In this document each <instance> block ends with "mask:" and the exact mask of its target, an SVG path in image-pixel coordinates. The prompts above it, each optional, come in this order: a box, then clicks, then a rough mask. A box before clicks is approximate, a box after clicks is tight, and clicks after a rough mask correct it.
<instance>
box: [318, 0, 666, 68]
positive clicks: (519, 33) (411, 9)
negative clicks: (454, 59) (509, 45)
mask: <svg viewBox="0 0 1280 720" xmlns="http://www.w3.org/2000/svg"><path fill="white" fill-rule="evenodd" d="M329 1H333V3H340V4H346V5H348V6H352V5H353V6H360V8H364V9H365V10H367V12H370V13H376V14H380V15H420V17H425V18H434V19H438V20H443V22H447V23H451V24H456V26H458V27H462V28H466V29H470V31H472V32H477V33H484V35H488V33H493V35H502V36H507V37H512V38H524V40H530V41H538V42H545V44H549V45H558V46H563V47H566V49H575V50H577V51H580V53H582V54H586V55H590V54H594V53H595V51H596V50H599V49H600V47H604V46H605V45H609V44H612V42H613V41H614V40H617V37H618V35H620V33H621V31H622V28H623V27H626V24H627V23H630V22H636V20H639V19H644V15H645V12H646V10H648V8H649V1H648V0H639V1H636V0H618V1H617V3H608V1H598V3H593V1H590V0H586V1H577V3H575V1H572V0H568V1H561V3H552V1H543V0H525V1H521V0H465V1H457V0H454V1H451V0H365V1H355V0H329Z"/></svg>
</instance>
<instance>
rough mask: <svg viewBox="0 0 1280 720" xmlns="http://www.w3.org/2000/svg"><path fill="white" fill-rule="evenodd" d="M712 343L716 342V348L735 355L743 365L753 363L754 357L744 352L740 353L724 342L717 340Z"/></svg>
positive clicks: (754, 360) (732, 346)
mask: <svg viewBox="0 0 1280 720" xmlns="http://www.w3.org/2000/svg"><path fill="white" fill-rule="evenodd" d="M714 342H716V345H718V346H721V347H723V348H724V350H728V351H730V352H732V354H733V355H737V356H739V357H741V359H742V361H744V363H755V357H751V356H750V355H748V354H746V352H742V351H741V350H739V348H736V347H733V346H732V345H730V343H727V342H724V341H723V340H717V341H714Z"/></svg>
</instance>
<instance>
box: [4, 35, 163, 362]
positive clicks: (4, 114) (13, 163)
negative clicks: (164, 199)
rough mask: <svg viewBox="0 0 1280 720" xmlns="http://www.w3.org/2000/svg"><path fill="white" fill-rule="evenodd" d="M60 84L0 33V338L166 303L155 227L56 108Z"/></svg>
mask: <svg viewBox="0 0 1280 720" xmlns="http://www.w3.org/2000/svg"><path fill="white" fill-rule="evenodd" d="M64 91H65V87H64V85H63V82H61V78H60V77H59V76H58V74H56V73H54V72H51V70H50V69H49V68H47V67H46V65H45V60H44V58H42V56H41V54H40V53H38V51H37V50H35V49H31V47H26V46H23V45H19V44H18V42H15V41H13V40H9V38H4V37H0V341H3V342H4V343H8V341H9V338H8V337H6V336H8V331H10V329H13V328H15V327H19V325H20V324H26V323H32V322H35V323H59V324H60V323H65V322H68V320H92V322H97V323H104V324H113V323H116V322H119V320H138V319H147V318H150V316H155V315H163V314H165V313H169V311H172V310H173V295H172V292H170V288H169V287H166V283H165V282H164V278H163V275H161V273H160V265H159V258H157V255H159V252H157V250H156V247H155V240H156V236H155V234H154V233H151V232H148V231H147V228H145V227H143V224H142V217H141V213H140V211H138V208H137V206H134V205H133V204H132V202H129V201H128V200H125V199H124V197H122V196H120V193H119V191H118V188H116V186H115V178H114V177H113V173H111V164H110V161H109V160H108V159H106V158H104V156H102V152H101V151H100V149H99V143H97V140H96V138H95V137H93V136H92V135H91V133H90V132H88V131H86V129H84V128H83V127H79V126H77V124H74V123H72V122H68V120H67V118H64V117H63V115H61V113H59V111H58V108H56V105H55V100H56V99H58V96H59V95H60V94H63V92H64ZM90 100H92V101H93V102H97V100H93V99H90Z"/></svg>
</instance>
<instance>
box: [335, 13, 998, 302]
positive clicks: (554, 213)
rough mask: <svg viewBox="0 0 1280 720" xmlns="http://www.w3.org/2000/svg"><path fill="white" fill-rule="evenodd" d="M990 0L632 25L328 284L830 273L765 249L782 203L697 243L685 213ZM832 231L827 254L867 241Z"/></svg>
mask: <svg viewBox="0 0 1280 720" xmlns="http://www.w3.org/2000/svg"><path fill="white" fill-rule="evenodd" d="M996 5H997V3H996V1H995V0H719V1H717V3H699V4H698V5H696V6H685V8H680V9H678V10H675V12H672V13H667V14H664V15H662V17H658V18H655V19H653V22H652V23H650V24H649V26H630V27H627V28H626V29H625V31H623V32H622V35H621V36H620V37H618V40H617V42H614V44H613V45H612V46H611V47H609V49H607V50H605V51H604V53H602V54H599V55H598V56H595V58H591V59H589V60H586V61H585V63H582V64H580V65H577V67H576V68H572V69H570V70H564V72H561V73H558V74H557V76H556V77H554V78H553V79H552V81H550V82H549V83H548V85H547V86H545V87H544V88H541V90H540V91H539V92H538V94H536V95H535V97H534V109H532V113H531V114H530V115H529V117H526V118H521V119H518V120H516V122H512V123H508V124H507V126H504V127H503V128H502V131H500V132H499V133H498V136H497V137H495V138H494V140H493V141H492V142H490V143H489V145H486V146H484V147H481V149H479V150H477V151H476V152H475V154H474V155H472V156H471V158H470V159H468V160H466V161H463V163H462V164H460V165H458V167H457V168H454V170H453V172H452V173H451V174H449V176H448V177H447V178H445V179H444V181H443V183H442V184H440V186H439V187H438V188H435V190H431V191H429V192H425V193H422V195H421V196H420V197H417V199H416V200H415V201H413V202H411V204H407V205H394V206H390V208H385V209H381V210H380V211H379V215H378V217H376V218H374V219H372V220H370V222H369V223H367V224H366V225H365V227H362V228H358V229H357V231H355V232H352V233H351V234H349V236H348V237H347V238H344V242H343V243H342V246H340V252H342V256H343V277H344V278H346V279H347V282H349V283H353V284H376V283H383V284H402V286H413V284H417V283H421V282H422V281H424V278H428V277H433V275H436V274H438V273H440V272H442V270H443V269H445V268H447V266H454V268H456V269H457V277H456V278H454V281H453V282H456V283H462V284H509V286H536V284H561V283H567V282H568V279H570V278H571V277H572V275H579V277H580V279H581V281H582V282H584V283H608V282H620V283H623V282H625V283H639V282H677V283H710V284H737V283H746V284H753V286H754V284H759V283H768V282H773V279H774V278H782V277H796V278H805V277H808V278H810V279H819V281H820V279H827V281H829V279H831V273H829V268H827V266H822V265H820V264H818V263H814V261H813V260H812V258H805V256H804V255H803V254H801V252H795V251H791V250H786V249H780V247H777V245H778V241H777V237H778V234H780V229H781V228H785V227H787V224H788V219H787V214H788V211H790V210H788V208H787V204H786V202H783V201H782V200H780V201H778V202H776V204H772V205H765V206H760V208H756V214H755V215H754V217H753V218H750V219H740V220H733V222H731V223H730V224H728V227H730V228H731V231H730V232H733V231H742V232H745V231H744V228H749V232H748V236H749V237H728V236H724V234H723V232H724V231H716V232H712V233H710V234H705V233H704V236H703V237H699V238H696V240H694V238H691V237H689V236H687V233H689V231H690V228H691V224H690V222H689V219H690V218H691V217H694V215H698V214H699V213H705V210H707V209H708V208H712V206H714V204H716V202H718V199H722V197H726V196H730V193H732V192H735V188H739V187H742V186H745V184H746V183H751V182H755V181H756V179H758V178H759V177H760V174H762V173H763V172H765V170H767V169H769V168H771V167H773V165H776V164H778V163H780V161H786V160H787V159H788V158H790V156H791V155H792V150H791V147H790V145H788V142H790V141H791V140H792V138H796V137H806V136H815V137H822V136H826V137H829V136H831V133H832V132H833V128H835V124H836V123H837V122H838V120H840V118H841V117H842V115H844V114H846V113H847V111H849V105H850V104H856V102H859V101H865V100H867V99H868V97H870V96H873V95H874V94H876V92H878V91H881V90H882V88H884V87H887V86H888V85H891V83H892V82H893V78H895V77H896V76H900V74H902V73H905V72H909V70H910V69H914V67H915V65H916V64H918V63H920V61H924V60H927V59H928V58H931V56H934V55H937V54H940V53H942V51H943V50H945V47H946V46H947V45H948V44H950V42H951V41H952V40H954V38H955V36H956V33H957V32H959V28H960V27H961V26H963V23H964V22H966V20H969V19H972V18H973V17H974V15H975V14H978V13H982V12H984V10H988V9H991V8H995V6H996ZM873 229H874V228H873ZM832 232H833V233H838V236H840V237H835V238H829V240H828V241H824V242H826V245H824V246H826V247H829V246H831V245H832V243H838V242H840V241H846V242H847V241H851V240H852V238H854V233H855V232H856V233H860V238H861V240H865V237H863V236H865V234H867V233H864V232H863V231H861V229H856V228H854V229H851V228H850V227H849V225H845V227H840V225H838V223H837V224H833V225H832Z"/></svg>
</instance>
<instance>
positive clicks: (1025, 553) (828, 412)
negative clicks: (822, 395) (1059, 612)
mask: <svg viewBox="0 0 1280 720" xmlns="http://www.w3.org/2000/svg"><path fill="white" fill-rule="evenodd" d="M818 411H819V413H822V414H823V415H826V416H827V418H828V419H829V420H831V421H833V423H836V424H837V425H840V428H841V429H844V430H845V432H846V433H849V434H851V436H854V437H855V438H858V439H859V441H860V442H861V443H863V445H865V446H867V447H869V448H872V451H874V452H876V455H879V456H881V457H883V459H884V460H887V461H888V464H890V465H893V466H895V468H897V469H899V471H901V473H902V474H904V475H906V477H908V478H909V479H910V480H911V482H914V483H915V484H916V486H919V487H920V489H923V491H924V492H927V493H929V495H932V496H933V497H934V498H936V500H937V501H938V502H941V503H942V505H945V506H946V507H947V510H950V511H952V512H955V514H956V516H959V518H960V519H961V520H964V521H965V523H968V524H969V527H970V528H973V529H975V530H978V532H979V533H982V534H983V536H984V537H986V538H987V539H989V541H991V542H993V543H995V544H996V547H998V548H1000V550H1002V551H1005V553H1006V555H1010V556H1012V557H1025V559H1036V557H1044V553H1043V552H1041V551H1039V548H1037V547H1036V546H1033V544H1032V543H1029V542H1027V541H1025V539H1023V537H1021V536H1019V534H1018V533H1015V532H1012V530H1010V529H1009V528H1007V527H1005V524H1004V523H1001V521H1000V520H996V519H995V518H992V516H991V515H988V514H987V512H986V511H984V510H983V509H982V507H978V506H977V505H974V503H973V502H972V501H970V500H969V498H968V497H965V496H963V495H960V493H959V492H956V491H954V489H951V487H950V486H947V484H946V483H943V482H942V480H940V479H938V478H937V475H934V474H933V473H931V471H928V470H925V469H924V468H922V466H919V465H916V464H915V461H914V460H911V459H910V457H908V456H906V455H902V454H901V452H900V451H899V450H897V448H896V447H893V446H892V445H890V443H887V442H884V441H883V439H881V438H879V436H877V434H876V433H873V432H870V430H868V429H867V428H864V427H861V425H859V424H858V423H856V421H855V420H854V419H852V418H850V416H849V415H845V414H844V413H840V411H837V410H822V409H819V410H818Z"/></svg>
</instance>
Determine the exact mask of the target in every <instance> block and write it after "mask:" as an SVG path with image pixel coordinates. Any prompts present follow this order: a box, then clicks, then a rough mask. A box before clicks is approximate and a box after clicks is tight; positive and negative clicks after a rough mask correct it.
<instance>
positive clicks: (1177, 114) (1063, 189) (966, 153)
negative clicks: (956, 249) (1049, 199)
# # # # #
• WHAT TO DO: With "image" as the string to look for, count the matching lines in the entries above and report only the number.

• YOUR RESPONSE: 2